*Aim:*
Express the lines running from the one containing "Segment the sunlit" through the one containing "Provide the mask of the sunlit rock face." as a numbered list, omitting blank lines. Include only those lines.

(Segmentation labeling entries)
===

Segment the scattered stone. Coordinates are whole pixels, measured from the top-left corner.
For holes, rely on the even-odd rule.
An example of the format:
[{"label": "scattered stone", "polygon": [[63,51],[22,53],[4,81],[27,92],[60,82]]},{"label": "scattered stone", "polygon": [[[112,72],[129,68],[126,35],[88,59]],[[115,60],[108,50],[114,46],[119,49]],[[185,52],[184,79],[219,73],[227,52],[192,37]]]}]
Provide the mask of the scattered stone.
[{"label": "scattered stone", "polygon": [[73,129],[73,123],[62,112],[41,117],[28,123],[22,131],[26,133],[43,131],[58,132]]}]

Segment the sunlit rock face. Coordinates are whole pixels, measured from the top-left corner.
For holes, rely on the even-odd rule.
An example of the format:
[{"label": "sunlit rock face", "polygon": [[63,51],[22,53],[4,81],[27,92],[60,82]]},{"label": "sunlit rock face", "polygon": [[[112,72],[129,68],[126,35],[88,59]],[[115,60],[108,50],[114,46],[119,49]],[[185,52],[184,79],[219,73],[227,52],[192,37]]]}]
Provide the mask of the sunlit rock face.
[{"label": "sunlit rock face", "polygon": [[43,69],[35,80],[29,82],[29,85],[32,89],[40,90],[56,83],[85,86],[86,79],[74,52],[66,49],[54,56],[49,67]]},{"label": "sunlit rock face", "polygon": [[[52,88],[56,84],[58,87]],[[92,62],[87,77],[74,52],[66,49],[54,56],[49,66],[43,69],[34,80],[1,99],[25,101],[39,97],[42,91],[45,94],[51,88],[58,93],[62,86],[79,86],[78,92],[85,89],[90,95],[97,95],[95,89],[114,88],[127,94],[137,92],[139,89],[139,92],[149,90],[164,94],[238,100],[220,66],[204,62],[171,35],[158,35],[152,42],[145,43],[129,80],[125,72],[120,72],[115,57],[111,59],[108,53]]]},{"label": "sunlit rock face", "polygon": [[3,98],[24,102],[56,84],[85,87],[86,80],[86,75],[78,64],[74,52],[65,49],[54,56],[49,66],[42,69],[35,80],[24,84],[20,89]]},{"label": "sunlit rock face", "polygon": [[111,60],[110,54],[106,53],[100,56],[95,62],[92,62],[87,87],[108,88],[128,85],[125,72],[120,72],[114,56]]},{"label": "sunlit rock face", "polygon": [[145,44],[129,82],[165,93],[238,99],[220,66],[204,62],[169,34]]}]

===

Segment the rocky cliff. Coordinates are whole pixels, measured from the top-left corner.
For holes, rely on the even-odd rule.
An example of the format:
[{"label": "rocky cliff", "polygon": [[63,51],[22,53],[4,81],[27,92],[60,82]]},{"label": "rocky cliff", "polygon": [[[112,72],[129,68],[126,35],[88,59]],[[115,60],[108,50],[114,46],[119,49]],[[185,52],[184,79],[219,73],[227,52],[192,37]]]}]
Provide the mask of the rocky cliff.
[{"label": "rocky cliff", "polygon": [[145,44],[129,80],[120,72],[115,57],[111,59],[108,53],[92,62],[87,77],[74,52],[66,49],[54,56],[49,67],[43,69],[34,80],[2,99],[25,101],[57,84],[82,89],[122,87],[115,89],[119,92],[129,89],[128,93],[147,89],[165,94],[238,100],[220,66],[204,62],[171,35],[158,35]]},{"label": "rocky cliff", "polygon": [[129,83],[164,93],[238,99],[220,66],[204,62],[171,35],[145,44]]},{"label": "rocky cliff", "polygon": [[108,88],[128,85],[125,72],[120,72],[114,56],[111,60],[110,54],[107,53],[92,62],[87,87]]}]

===

*Worked answer:*
1. Segment the sunlit rock face. Coordinates are whole pixels, measured from the top-left corner.
2. For holes, rely on the even-odd rule.
3. An example of the format:
4. [{"label": "sunlit rock face", "polygon": [[63,51],[22,53],[4,81],[27,92],[60,82]]},{"label": "sunlit rock face", "polygon": [[[112,72],[129,68],[126,35],[88,59]],[[115,60],[108,50],[114,46],[119,49]],[[185,52],[184,79],[219,73],[227,52],[192,37]]]}]
5. Provide the mask of the sunlit rock face.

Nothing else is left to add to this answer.